> [To be done] Write out, please, the line containing "of the raised" together with all lines after it, up to and including the last one, with no other output.

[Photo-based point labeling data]
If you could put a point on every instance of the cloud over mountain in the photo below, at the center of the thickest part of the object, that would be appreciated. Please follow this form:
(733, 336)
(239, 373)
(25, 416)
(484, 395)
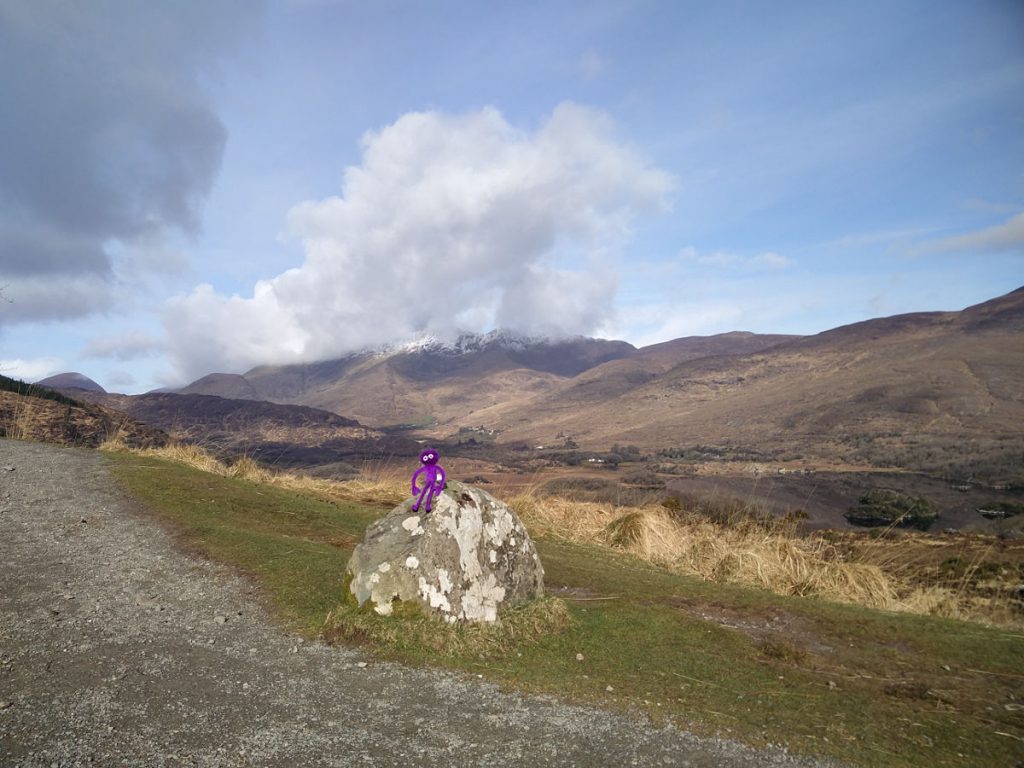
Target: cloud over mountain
(109, 140)
(450, 222)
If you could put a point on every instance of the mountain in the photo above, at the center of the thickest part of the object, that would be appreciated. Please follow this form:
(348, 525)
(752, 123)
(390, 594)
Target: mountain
(33, 413)
(425, 383)
(930, 390)
(71, 380)
(934, 391)
(281, 434)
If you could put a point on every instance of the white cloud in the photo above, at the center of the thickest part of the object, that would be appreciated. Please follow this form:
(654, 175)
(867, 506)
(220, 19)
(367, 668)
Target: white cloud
(727, 260)
(32, 369)
(1006, 237)
(449, 219)
(126, 346)
(34, 298)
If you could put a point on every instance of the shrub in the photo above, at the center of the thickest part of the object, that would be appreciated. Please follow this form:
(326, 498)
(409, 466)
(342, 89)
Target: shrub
(891, 508)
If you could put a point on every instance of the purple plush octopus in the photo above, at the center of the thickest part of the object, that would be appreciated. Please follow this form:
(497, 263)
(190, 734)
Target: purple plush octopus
(433, 481)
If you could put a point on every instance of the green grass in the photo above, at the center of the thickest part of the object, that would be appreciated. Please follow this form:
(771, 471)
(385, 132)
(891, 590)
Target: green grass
(867, 687)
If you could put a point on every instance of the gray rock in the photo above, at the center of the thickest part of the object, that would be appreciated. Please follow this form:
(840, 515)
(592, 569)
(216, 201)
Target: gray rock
(463, 561)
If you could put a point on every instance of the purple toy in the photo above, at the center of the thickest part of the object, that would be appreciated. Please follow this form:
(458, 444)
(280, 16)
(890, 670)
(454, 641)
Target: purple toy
(434, 481)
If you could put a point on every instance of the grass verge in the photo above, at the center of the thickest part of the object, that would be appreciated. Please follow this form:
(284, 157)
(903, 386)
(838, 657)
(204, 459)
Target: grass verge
(864, 686)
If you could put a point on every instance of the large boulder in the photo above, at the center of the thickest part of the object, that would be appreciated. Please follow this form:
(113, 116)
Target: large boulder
(462, 561)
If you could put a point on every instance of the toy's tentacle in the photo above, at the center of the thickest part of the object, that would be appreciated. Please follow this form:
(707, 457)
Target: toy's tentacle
(416, 474)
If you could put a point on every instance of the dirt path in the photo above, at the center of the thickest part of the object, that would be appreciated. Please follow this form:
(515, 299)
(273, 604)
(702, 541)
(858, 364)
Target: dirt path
(118, 649)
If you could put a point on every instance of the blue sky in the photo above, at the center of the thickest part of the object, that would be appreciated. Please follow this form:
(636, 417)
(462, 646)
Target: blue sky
(187, 187)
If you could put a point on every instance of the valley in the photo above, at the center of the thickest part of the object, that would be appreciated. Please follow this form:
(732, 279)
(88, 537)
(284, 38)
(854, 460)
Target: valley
(928, 404)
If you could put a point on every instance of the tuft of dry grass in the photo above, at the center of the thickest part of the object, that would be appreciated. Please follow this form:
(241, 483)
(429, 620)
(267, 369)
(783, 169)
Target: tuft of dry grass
(383, 488)
(743, 550)
(520, 625)
(771, 556)
(749, 555)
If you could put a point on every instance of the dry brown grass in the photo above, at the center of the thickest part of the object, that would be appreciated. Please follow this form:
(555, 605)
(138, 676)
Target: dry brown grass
(382, 488)
(743, 552)
(769, 557)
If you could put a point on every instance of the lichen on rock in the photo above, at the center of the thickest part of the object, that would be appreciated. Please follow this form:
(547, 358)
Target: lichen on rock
(463, 561)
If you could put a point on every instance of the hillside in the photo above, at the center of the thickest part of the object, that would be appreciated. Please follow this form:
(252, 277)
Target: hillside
(923, 390)
(425, 384)
(72, 380)
(935, 391)
(33, 413)
(281, 434)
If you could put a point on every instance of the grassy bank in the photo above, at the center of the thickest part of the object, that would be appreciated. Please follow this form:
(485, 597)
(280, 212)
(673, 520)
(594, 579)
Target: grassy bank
(865, 686)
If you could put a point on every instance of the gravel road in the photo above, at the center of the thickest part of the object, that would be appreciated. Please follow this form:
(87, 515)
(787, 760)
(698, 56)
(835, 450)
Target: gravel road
(116, 648)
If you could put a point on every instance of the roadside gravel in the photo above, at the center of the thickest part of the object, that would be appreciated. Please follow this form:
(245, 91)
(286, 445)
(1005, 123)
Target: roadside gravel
(116, 648)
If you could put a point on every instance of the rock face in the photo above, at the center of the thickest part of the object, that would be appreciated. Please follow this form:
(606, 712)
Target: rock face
(463, 561)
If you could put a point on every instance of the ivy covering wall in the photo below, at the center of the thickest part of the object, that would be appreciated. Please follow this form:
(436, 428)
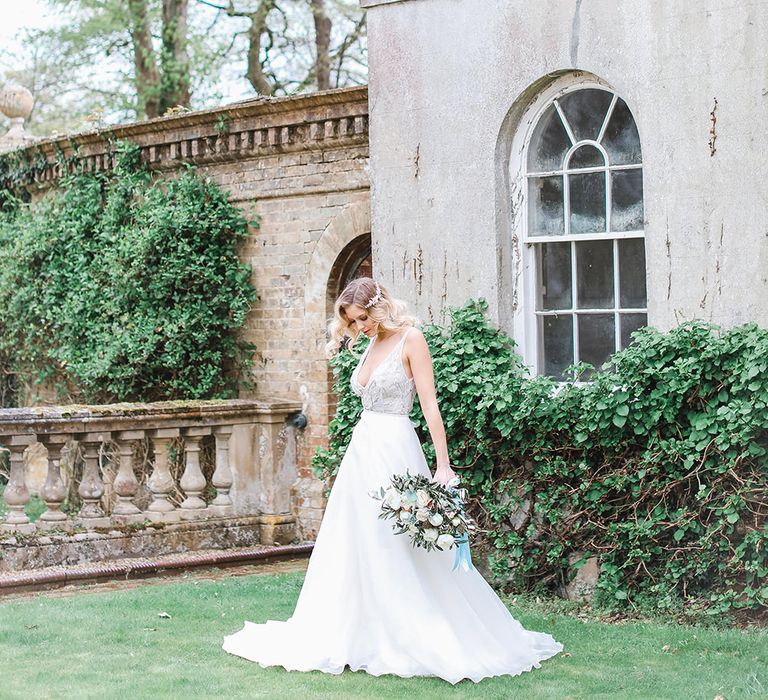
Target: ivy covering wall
(657, 465)
(118, 287)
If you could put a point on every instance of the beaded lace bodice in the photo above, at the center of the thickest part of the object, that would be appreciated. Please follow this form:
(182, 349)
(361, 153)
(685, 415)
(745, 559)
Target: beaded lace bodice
(389, 388)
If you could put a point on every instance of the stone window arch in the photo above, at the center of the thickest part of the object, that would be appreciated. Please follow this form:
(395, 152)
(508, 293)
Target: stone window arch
(579, 185)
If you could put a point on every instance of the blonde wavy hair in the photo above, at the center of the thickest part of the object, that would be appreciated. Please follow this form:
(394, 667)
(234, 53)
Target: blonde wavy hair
(391, 314)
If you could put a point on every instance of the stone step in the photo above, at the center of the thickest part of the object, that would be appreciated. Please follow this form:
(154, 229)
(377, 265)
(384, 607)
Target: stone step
(131, 568)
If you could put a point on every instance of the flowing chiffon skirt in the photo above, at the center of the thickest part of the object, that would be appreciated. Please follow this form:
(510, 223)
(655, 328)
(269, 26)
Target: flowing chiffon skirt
(371, 601)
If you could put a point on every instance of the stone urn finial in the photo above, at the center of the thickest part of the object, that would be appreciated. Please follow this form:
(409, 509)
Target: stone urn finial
(16, 102)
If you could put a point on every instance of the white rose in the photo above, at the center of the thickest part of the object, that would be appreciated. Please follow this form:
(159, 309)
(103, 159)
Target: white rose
(445, 542)
(392, 499)
(430, 534)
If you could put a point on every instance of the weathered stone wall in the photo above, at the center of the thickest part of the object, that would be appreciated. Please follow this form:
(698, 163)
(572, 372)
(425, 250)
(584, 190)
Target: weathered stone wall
(445, 103)
(300, 164)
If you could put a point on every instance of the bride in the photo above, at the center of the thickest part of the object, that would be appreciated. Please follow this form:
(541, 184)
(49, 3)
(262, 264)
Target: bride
(370, 600)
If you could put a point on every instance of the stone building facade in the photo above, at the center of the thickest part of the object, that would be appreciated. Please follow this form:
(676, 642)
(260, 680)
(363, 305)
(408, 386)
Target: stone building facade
(299, 165)
(602, 160)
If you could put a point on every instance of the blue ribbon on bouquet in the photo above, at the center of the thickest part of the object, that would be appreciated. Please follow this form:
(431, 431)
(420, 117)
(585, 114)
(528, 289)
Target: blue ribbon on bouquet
(463, 556)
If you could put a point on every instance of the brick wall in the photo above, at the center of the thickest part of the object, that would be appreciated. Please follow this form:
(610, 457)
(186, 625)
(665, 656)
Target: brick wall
(300, 164)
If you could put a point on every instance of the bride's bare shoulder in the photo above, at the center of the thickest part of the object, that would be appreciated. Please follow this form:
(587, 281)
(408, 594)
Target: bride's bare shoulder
(414, 338)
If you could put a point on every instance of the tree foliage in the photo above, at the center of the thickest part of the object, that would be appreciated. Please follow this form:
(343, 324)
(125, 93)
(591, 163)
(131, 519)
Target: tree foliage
(118, 288)
(658, 465)
(117, 60)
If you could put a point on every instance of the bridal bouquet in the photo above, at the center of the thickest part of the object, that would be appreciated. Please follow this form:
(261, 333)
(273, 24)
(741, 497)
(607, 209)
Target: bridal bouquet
(431, 514)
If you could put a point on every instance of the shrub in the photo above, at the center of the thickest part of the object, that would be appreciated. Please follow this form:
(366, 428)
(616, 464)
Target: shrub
(115, 287)
(658, 464)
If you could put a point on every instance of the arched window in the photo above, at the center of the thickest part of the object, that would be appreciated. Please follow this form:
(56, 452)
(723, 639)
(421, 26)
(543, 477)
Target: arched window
(583, 231)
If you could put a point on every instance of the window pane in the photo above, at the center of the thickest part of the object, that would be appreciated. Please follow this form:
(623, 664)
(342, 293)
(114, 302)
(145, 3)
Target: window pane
(594, 274)
(632, 293)
(630, 323)
(621, 139)
(627, 200)
(586, 157)
(555, 276)
(549, 143)
(585, 111)
(545, 197)
(556, 335)
(587, 202)
(596, 338)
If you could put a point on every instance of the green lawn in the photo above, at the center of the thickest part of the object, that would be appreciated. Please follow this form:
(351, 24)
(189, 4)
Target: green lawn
(113, 645)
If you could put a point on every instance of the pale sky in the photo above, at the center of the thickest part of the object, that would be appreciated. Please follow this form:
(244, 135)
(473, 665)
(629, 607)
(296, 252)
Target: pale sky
(18, 14)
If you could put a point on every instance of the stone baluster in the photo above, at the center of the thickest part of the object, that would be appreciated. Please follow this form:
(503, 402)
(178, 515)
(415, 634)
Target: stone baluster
(161, 482)
(54, 489)
(16, 493)
(91, 487)
(126, 485)
(193, 480)
(222, 477)
(277, 472)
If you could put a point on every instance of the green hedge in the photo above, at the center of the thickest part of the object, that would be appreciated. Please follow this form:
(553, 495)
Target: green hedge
(657, 465)
(116, 287)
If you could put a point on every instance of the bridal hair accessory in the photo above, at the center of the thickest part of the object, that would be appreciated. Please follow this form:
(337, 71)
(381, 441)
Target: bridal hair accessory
(433, 515)
(375, 298)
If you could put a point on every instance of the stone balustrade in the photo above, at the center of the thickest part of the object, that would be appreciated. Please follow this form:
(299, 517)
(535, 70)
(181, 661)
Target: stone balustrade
(251, 443)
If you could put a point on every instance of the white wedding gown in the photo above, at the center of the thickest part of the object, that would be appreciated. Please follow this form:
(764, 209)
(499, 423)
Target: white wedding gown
(370, 600)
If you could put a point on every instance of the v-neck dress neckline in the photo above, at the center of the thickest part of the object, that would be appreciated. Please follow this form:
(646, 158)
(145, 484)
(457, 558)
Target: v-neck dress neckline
(384, 361)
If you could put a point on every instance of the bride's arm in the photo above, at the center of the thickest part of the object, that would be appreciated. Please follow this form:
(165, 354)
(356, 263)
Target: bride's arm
(419, 360)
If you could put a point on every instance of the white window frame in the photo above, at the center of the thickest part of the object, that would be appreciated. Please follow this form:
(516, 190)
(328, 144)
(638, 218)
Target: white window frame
(525, 324)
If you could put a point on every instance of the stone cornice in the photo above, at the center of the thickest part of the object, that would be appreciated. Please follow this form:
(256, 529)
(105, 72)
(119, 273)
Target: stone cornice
(248, 129)
(372, 3)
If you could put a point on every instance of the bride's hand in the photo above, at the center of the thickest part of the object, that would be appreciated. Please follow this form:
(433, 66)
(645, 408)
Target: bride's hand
(443, 474)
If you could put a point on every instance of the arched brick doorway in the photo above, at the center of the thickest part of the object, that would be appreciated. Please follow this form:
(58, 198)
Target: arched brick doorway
(353, 261)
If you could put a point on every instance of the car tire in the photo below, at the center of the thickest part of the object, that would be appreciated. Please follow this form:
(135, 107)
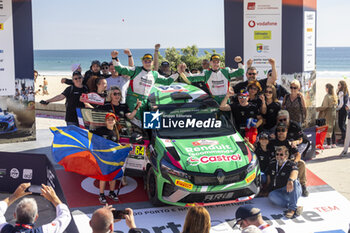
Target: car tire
(152, 189)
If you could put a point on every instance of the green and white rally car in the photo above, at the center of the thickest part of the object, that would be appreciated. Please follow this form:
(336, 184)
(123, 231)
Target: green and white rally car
(196, 156)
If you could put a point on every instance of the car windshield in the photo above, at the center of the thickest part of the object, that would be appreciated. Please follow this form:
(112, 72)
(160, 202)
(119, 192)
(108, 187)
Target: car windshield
(193, 120)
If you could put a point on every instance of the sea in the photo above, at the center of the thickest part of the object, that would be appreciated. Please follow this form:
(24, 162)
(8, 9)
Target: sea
(331, 62)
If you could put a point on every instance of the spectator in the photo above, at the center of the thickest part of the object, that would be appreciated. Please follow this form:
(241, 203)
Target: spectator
(347, 136)
(263, 154)
(270, 109)
(247, 215)
(143, 80)
(254, 89)
(242, 112)
(45, 86)
(218, 79)
(26, 212)
(328, 111)
(114, 104)
(109, 132)
(197, 221)
(343, 96)
(294, 103)
(282, 178)
(119, 81)
(252, 74)
(102, 221)
(105, 70)
(294, 155)
(72, 95)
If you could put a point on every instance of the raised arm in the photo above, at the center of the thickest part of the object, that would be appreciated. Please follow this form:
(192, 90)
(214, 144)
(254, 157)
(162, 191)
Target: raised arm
(123, 70)
(156, 57)
(273, 78)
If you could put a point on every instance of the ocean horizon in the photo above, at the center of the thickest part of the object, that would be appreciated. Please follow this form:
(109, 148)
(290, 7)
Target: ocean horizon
(331, 62)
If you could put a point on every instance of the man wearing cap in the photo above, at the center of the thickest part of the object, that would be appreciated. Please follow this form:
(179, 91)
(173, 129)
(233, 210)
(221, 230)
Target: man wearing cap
(247, 215)
(142, 80)
(218, 79)
(72, 95)
(283, 183)
(242, 113)
(294, 155)
(252, 75)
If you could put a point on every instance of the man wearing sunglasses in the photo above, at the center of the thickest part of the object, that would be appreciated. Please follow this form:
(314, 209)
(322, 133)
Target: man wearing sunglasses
(218, 79)
(282, 180)
(252, 75)
(294, 155)
(142, 80)
(72, 95)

> [Task output]
If you could put a point on every instance of the raised arm in the photo above, at the center of the thickest part of the object, that would be appreciated. Please follow this form:
(192, 90)
(214, 144)
(254, 157)
(162, 191)
Target: raised arm
(123, 70)
(156, 57)
(273, 78)
If you could put a point on every instance of the ocean horizon in the photo above, at the center of the thickest part of the object, that would be appreciated. Please follow this form:
(109, 148)
(290, 7)
Target: ocean horizon
(331, 62)
If you could put a point on every instance of the man wearing cap in the photo above, at the center of the thickest part of the object, that would be appreciated. Please follow this form:
(179, 91)
(173, 129)
(233, 210)
(221, 230)
Target: man wearing cap
(247, 215)
(142, 80)
(218, 79)
(72, 95)
(283, 183)
(242, 113)
(294, 155)
(252, 75)
If you could put a point on every instance of the man wearing sunglasses in the photo above, at the center of the thickest part of the object, that would be appreciated. Please follow this form:
(314, 209)
(322, 133)
Target: man wearing sunglasses
(218, 79)
(282, 180)
(252, 75)
(294, 155)
(142, 80)
(72, 95)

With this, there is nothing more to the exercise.